§ **SEU OBJETIVO**:
Pode reproduzir, sem nenhuma alteração, o trecho do relato sobre video games entre "Ontem reencontrei um" e "um Super Nintendo!", incluindo os dois?

§ **TEXTO FORNECIDO**:
Ontem reencontrei um dos meus primeiros amigos de colégio, chamado Edinan, mais conhecido como Edinho. Foi ele quem me apresentou ao mundo dos video games. No auge do console Super Nintendo ele vivia desenhando (e muito bem) em seu caderno os personagens do jogo que era febre na época, Street Fighter 2, e pela curiosidade de saber de onde brotava toda aquela inspiração aceitei o convite dele e fui até uma locadora de vídeo games. Pagamos um real cada e jogamos por uma hora. Na verdade só ele jogou, eu só perdi. Pior. Deixei cair o joystick - crime!. Perdemos 15 min de nosso tempo. Depois disso eu passei a ir sozinho pra aprender. Aprendi.

Manhêêêê!!! Quero um Super Nintendo!

Dona Fátima suou e eu ganhei um. Virei fera. Era um dos melhores da rua.

Nesse meio tempo me distanciei de Edinan, por todos os motivos que todos estão cansados de saber: distância geográfica, de almas, de sortes, de corpos, etc.

Por ironia do destino eu virei dono de uma locadora de vídeo games anos depois. E voltamos a conviver nessa época. Mas não ficamos próximos como antes. Nós viramos rivais de vídeo game. Ficávamos horas disputando. Delícia ter algum bom desafio desse tipo. Não substituía o prazer de namorar e jogar bola, mas depois dessas coisas jogar com quem sabia jogar era o que mais gostava de fazer.

§ **DADOS REGISTRADOS**:
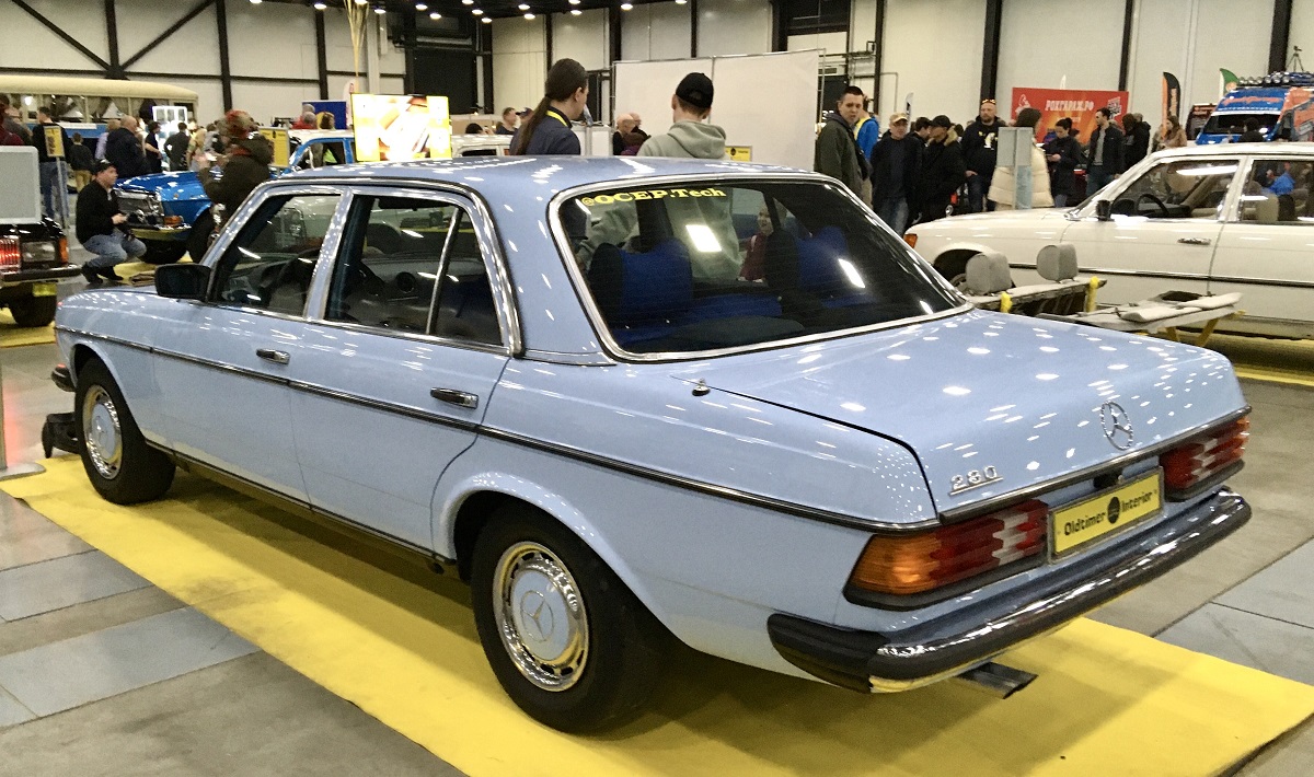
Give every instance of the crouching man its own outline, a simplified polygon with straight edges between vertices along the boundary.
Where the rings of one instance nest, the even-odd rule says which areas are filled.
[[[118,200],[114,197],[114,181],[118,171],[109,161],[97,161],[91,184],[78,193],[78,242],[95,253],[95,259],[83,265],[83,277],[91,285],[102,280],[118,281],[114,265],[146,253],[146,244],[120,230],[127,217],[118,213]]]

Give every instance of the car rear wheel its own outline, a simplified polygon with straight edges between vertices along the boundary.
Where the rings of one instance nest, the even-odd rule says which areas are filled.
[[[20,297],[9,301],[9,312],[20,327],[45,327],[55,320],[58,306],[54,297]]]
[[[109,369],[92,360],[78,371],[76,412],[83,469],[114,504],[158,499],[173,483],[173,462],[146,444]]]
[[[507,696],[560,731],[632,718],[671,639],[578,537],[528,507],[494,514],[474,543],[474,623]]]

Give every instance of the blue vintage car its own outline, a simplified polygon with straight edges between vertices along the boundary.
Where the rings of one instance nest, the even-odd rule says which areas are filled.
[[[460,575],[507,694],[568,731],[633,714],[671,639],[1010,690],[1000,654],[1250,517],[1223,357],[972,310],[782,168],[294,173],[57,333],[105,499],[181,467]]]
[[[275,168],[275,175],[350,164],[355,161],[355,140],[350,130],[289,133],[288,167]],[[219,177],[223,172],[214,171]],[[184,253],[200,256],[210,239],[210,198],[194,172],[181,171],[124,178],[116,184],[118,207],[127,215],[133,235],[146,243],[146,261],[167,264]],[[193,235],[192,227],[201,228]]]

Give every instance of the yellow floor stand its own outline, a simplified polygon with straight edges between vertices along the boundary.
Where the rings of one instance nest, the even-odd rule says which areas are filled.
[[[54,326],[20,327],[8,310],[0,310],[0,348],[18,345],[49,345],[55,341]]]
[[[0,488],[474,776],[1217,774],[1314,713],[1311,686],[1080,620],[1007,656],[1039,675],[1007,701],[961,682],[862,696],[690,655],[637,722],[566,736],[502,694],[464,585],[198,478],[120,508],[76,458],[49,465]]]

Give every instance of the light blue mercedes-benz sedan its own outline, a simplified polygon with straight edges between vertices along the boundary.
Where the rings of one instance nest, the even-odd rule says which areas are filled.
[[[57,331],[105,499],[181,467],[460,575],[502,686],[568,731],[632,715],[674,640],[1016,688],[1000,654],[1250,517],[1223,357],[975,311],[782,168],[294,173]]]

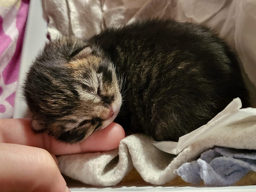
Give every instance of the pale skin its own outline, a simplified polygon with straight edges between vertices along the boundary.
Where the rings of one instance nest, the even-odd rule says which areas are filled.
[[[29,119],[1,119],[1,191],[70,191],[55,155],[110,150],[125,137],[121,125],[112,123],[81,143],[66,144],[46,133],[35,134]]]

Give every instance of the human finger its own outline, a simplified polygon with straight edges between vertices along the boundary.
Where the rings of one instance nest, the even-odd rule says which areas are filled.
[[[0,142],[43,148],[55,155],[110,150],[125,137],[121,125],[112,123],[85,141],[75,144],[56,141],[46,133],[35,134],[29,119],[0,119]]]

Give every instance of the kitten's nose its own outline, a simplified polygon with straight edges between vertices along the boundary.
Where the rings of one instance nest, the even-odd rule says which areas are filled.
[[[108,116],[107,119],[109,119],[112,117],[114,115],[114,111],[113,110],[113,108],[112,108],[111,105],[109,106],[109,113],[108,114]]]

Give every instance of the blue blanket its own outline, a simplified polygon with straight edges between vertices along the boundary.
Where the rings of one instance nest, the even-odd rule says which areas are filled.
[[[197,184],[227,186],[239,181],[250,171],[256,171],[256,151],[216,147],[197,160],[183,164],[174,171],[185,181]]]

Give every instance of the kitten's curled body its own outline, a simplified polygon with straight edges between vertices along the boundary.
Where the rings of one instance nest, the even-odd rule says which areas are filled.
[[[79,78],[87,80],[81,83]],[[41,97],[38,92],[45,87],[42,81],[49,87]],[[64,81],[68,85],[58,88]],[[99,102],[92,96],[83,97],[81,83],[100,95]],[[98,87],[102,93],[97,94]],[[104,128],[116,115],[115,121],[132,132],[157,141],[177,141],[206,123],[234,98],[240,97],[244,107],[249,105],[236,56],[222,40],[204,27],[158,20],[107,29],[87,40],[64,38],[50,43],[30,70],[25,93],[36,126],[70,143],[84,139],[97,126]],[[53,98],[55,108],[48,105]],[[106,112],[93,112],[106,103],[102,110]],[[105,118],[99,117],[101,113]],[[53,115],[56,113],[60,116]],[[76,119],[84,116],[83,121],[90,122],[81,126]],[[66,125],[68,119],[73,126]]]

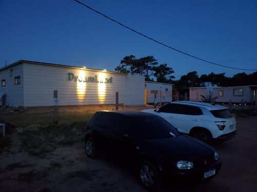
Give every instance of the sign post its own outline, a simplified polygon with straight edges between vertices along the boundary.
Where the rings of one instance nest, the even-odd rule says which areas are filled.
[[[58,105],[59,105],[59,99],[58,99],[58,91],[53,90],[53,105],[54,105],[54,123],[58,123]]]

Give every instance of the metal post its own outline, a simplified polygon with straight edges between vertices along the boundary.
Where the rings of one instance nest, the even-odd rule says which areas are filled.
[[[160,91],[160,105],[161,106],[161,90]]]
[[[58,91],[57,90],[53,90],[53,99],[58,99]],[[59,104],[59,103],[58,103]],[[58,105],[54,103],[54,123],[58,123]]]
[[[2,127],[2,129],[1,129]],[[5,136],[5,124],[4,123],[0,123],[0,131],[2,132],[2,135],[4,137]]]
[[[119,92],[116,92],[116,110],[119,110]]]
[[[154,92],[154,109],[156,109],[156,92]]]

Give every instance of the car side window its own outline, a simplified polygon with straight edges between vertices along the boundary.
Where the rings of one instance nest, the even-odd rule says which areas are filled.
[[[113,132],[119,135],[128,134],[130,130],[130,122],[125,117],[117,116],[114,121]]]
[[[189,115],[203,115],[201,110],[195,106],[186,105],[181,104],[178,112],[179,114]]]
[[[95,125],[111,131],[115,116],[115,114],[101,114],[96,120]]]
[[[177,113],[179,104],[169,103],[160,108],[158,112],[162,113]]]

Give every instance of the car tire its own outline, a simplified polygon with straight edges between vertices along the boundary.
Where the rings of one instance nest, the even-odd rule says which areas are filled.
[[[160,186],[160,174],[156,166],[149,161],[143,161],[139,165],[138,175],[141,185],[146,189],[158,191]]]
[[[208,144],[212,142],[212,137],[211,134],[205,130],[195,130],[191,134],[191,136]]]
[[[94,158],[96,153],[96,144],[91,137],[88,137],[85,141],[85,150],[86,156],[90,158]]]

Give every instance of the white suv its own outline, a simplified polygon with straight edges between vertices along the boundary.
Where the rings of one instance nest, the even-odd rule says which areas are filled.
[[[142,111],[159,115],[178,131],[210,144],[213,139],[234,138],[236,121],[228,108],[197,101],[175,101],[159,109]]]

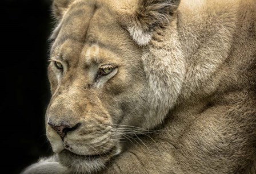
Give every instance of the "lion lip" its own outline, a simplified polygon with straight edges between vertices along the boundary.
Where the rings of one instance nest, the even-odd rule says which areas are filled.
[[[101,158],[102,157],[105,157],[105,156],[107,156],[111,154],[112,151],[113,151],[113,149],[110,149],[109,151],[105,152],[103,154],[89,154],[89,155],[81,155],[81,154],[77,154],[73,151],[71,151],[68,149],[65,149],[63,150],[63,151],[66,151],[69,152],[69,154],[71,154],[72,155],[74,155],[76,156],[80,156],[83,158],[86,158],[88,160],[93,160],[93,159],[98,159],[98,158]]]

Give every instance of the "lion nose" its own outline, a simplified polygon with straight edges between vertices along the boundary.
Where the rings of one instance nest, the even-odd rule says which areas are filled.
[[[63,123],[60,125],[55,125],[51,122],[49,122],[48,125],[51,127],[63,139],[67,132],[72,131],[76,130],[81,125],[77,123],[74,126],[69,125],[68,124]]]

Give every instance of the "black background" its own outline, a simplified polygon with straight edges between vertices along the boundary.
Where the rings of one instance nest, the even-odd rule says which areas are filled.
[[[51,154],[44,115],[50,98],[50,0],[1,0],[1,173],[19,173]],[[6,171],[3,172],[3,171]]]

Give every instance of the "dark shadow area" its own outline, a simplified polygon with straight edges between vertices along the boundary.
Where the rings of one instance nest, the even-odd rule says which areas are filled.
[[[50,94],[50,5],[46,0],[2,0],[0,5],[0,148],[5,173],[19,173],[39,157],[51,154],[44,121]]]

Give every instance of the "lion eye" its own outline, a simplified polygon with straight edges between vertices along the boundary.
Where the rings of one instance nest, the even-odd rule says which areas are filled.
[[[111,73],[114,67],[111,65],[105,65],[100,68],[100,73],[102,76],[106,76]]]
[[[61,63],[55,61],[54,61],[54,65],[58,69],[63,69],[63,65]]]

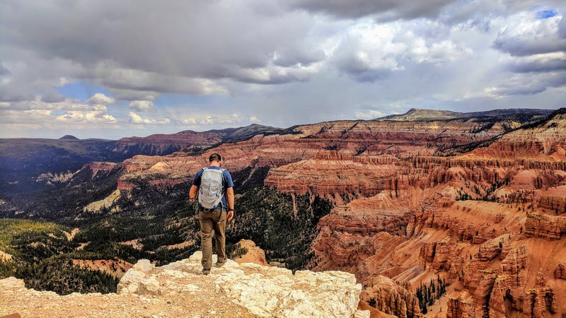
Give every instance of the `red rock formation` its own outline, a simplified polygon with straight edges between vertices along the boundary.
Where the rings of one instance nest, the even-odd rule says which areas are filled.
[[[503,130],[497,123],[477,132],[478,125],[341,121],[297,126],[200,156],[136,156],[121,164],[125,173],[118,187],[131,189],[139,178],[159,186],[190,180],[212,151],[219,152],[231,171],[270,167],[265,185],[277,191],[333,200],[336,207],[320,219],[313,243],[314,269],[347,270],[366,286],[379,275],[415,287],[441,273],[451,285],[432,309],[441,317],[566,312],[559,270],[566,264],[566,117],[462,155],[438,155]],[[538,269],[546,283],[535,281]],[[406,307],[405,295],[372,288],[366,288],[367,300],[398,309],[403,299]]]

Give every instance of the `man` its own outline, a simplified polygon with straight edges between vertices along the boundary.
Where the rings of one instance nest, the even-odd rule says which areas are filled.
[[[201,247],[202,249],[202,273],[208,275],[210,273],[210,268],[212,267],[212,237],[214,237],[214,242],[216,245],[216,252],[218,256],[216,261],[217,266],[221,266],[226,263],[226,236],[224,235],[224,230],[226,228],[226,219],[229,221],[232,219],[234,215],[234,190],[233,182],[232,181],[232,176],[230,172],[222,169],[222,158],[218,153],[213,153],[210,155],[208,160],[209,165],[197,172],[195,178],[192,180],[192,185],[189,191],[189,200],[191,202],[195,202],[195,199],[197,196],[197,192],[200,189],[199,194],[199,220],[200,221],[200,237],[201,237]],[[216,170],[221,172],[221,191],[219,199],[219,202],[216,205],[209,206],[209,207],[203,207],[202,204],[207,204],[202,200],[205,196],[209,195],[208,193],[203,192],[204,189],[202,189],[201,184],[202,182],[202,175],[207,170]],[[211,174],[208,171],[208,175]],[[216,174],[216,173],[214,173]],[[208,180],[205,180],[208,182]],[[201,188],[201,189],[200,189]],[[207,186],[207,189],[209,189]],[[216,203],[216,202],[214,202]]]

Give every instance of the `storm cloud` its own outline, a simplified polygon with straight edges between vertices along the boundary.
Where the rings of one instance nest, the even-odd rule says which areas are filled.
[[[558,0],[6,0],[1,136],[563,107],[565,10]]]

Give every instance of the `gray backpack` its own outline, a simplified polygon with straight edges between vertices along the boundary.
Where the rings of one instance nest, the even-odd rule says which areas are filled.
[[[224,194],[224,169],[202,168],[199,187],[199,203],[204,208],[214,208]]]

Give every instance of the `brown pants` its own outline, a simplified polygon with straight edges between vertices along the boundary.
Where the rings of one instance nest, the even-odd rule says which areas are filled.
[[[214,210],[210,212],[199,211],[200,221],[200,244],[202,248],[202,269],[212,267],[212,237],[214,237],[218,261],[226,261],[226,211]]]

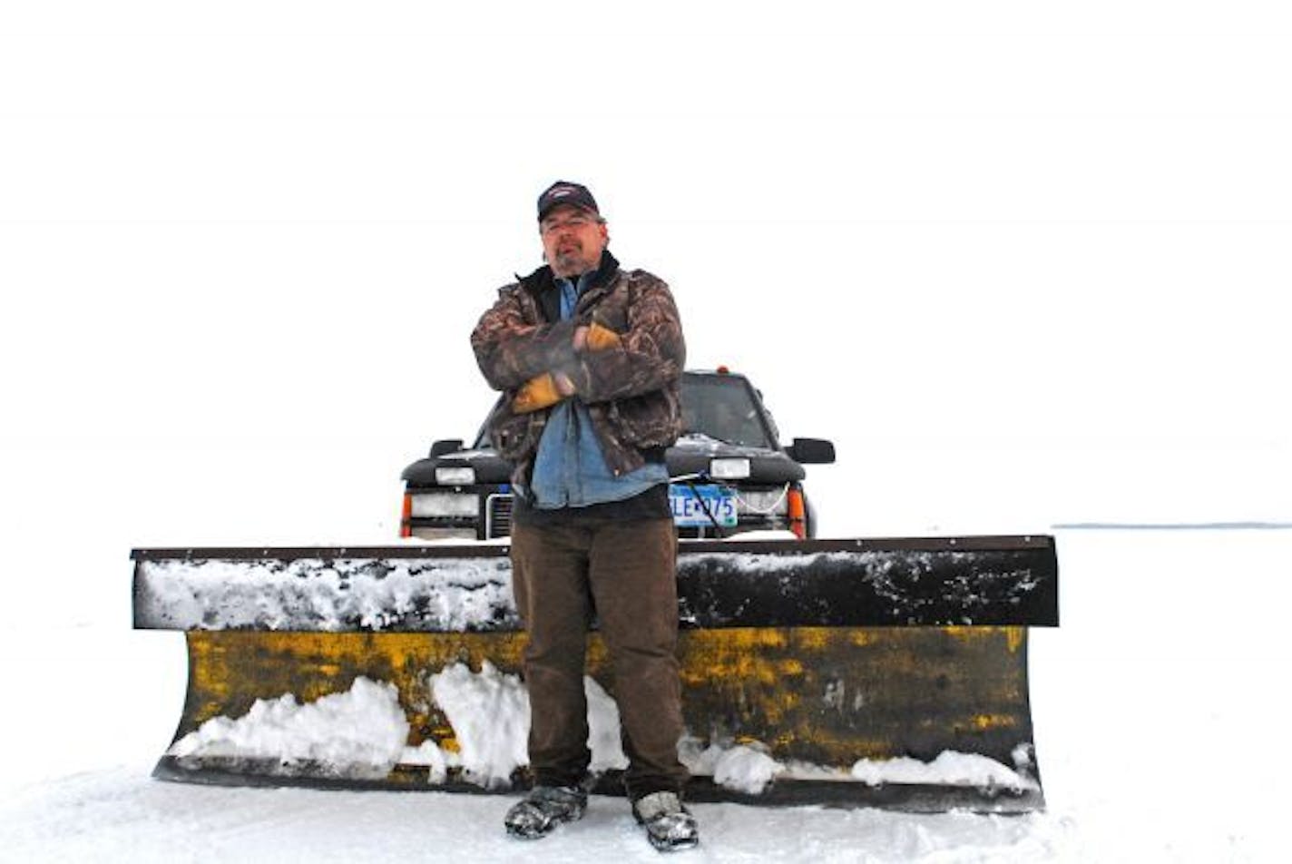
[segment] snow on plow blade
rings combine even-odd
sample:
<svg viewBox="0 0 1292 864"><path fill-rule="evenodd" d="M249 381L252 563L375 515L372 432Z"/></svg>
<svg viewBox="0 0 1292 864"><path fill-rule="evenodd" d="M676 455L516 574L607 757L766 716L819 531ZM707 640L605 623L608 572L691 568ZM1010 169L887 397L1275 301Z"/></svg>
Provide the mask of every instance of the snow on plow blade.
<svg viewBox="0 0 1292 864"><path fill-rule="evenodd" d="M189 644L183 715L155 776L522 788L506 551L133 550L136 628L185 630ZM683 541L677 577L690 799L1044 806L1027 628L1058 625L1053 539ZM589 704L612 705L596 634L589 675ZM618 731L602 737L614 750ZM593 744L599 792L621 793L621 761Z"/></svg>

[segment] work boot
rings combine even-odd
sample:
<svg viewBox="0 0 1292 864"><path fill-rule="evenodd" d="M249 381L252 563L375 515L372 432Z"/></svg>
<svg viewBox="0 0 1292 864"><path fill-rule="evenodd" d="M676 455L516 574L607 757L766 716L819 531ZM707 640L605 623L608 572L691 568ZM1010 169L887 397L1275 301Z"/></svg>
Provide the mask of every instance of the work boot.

§ **RESULTADO DO EXERCÍCIO**:
Ontem reencontrei um dos meus primeiros amigos de colégio, chamado Edinan, mais conhecido como Edinho. Foi ele quem me apresentou ao mundo dos video games. No auge do console Super Nintendo ele vivia desenhando (e muito bem) em seu caderno os personagens do jogo que era febre na época, Street Fighter 2, e pela curiosidade de saber de onde brotava toda aquela inspiração aceitei o convite dele e fui até uma locadora de vídeo games. Pagamos um real cada e jogamos por uma hora. Na verdade só ele jogou, eu só perdi. Pior. Deixei cair o joystick - crime!. Perdemos 15 min de nosso tempo. Depois disso eu passei a ir sozinho pra aprender. Aprendi.

Manhêêêê!!! Quero um Super Nintendo!